=== Exercise details ===
The response must consist of every record, restated word for word.

BEGIN

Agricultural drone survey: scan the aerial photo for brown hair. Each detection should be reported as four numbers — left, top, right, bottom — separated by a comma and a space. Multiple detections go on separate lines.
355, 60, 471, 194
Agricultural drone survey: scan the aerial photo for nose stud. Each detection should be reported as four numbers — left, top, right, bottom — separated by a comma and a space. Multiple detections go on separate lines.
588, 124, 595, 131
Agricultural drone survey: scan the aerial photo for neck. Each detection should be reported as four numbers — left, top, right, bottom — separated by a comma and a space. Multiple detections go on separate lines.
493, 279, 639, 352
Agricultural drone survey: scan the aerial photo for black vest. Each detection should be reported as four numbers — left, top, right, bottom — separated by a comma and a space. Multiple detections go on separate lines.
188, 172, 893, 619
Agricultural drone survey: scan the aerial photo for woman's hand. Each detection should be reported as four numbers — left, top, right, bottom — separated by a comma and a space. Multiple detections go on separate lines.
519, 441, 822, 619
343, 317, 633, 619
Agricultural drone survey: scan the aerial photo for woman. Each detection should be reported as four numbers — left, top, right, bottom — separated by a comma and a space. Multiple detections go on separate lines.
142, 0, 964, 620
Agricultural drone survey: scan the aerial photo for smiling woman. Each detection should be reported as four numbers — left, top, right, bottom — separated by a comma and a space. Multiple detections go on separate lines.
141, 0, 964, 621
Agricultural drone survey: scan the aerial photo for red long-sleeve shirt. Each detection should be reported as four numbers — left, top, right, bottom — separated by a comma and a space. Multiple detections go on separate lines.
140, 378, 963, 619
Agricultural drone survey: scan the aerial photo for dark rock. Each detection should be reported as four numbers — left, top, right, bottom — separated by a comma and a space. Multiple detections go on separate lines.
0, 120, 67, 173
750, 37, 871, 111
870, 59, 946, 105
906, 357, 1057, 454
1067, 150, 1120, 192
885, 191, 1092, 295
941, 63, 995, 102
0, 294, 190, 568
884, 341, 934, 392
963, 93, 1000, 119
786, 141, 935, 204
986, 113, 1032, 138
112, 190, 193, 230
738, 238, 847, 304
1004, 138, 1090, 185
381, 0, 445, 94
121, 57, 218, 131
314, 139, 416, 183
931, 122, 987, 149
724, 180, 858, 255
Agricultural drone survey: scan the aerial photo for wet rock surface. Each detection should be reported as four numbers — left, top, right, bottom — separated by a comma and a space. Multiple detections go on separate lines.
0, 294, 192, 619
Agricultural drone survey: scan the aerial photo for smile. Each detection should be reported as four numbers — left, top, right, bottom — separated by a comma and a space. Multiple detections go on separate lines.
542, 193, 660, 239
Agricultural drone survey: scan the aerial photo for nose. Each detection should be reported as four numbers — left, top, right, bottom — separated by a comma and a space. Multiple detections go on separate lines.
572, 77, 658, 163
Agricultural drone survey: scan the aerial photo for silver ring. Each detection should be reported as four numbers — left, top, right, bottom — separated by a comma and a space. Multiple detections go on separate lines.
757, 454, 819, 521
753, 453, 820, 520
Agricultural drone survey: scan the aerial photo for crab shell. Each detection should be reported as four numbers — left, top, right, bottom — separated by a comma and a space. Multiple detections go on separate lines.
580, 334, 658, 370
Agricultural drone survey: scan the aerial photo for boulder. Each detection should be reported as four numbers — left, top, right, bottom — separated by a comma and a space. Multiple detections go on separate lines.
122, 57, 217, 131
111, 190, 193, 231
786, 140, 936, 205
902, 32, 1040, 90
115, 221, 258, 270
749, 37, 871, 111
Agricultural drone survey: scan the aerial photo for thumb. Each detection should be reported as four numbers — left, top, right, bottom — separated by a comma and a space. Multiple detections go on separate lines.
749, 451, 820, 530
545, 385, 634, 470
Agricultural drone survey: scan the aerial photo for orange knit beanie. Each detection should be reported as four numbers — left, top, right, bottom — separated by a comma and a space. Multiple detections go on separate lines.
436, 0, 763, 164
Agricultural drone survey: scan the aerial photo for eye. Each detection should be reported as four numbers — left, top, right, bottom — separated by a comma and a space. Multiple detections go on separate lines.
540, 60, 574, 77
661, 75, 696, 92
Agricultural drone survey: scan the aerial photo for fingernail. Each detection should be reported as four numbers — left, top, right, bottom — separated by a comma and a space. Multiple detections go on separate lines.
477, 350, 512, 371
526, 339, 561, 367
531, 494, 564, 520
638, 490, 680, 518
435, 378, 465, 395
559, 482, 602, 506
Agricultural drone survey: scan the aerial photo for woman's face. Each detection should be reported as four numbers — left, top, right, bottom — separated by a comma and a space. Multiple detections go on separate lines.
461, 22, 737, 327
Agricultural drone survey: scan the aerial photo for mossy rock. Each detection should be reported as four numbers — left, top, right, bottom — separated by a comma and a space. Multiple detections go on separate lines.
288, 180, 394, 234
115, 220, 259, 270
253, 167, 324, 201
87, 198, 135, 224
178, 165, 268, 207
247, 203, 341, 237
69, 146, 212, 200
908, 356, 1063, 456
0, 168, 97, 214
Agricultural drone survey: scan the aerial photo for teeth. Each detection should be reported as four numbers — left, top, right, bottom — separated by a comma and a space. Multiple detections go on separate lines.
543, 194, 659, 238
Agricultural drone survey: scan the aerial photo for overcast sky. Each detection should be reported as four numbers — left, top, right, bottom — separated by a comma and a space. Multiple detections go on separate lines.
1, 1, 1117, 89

END

=== Response to the task ===
Agricultural drone survey: scan the aerial photo for brown hair. Each detection should be reported as four numbers — left, top, right, bottom — separated by a comma and a space. Multiple detections go on separate lines.
355, 60, 471, 194
Agricultural drone survey: scan the aerial photo for nose stud. Each detection should be reported as four numbers — left, top, right, bottom — separated by a comma and a space. Multiple detections go on separate lines.
588, 124, 595, 131
Agricultural drone survey: scan the aerial photo for neck. Each detection should be reported as four numbers — left, top, right, bottom — separated by a comma and a space. Multiple detections go on separate lines.
493, 279, 639, 352
Agricultural drone survey: scan the aerial photo for black vest. Each detection should be reported as four numbers — left, top, right, bottom — separated by a comma and a space. Multiple detections go on separate lines.
188, 172, 893, 619
Agricultural drone survey: scan the aerial photo for woman's hand. Each detection should be reported as four numbers — left, top, right, bottom — separated by a comma and a space. Multiple detections go on separate lines.
519, 441, 822, 619
343, 317, 633, 619
Agricultural drone survey: scan the aerial photo for woman. Each detection should be reported as four numbers — left, top, right, bottom — separated by a comma and a space. Multiple detections go on separate lines.
142, 0, 964, 620
Agricultural drone survey: scan the aerial photo for smiling woman. Each detection should be reported as four numbers — left, top, right, bottom — separated by a comma and a space. Multiple detections go on separate lines.
141, 0, 964, 621
Agricultural drone survey: scan the aerial photo for red long-sleeve shirt. Each detection should be reported as four numbers — left, top, right, bottom — separated by a comma and a space. Multiple detections go on separate lines.
140, 378, 963, 619
Agricultural drone survey: scan the aerial photo for dark rock. Each detection should be reported as four numbers — left, top, right, bottom — separated by a comma and a space. Multiple detections go on separate lines.
0, 120, 67, 173
750, 37, 871, 111
870, 59, 946, 105
906, 357, 1057, 454
1067, 150, 1120, 192
885, 191, 1092, 295
941, 63, 995, 102
0, 294, 190, 568
884, 341, 934, 392
963, 93, 1000, 119
786, 141, 935, 204
986, 113, 1032, 138
112, 190, 193, 230
738, 238, 847, 304
1004, 138, 1090, 185
381, 0, 445, 94
121, 57, 218, 131
314, 139, 416, 183
931, 122, 987, 149
724, 180, 858, 255
Agricultural drone survey: scan the aerial photo for wet rock surface. Each detection should be reported as four numbers — left, top, right, bottom — separated by a comma and a space. Multiple detections go on separate lines.
0, 294, 192, 619
Agricultural drone survey: scan the aerial photo for smile. Each detection should be reported as four numbers — left, top, right, bottom — separated by a comma and a space. Multiple detections go on separate lines.
542, 193, 660, 239
Agricultural drone survey: scan the aerial photo for nose. Each detection should be reported as four numbers — left, top, right, bottom — separated by a comma and a space. Multiple detections go on separate lines.
572, 77, 658, 163
Agricultural drone survey: scan the aerial photo for silver ring. Each detection should be reported as four numbers — left, top, right, bottom — separated by a comma and a space. Multiple detections go on separate lines.
757, 454, 819, 521
753, 453, 820, 520
Agricultural drone survey: scan the aerial photo for crab shell. Each detection should be reported as four numbers — left, top, right, bottom — separated by a comma and a space. Multiple detections go on separate lines.
580, 334, 658, 370
Agricultural drone survey: scan the aerial photo for boulder. Each detection should be reported as four numbers — left, top, right, bottom — separated by a comma and a space. Multiple detections go on separate lines.
122, 57, 217, 131
111, 190, 193, 231
786, 140, 936, 205
902, 32, 1040, 90
115, 221, 258, 270
749, 37, 871, 111
Agricultural drone survey: scan the aerial photo for thumb. Each detection should be reported as four numbers — left, top, right, bottom — separated by a comma and a space. Multiple detections go on separate lines.
749, 451, 820, 530
545, 385, 634, 470
Agricultural drone survey: scan the aerial photo for orange knit beanie. Each detection should be reported as four numbers — left, top, right, bottom — separated by a comma and a space. Multiple detections go on separate lines.
436, 0, 763, 164
Agricultural drone survey: scan the aerial photo for eye. Each detection should be reported as four numbers — left, top, right, bottom — separated by a comma and a space. Multiple detections go on separate lines.
540, 60, 574, 77
661, 75, 696, 92
Agricultural drone survey: scan the aerial photo for fingernail. Each detection should be reported as four numbers — left, top, right, bottom — separated by a comma and a space. Multiple detections go on separate lines.
477, 350, 512, 371
526, 339, 561, 367
531, 494, 564, 520
638, 490, 680, 518
435, 378, 465, 395
559, 482, 602, 506
Agricultural drone survey: scan the aerial photo for woman's face. Each detection should be reported as four numbers — left, top, right, bottom — separated by a comma and a space. Multiple detections go on separate lines.
461, 22, 737, 327
Agricultural drone survey: scan the aerial photo for mossy rock. Each detection should be reported as four numbers — left, top, right, bottom — separated by a comma and a space. Multiple detections go on separate lines.
288, 180, 394, 234
115, 220, 259, 270
253, 167, 324, 201
87, 198, 135, 224
178, 165, 268, 207
247, 203, 341, 237
69, 146, 212, 200
908, 356, 1063, 456
0, 168, 97, 214
Agricultural drone survey: scan the aerial photo for teeth. Each detection should be reported as four numbers — left, top, right, bottom — separated by a comma and a space. Multiple detections go on separate lines.
543, 194, 659, 238
Agricultural drone survey: scan the aerial photo for overcast sky. Each detection should be reported as four numbers — left, top, right, bottom — separated by a comma and a space. Multiple detections go on separate lines.
1, 1, 1117, 89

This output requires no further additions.